### What is expected
Reproduce the records word for word, starting at the line that contains "Where can the tiger hind" and ending with the last line of the records.

[BEGIN Data]

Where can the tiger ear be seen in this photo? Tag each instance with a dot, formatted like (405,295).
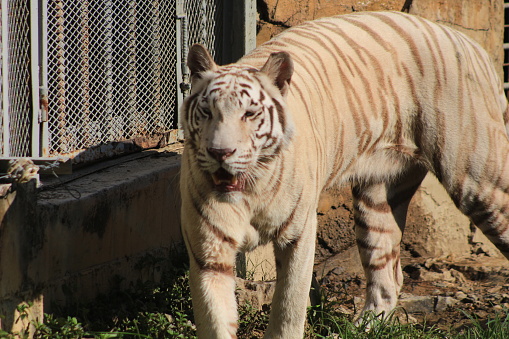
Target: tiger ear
(279,68)
(199,60)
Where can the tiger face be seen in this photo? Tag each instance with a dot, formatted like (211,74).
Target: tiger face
(236,120)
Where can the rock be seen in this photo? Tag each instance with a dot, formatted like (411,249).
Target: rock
(460,295)
(418,304)
(443,303)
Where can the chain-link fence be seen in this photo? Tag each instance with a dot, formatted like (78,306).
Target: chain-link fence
(15,120)
(110,70)
(205,24)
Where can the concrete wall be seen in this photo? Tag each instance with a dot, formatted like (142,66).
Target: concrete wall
(67,244)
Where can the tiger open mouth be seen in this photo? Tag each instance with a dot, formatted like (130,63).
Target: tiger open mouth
(227,182)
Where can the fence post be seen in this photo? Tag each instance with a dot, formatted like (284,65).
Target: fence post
(5,151)
(239,19)
(34,78)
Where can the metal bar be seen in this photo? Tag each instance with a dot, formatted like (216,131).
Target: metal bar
(85,69)
(132,69)
(108,76)
(60,95)
(6,137)
(43,61)
(181,67)
(156,60)
(34,70)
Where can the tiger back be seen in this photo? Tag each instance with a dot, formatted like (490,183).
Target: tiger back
(374,100)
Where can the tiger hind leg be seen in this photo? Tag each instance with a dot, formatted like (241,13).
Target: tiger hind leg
(485,198)
(380,214)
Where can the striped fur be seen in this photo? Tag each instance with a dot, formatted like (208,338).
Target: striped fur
(375,100)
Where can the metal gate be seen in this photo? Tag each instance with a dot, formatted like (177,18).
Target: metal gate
(81,77)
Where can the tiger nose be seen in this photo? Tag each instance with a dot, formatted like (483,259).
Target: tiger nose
(220,154)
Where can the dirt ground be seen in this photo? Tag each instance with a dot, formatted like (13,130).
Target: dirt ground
(435,290)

[END Data]

### Output
Where can the tiger hind leg be seen in this photo? Tag each instance with a dot, formatted like (241,13).
Target: tiger hind leg
(485,198)
(380,214)
Where can the striped fur be seen in this photo? Tag each instance with a dot, formatted like (208,338).
Target: striped fur
(375,100)
Where can the metal gate be seen in this photo? Tag each instance with a dot, formatted like (177,18).
Target: metal gate
(81,77)
Where can the tiger nose be seen in this photo? Tag each instance with a dot, formatted like (483,259).
Target: tiger nose
(220,154)
Where can the dirt ground be seen in this photo? Tag each instance with a dot, formatted like (13,130).
Target: dirt ground
(435,290)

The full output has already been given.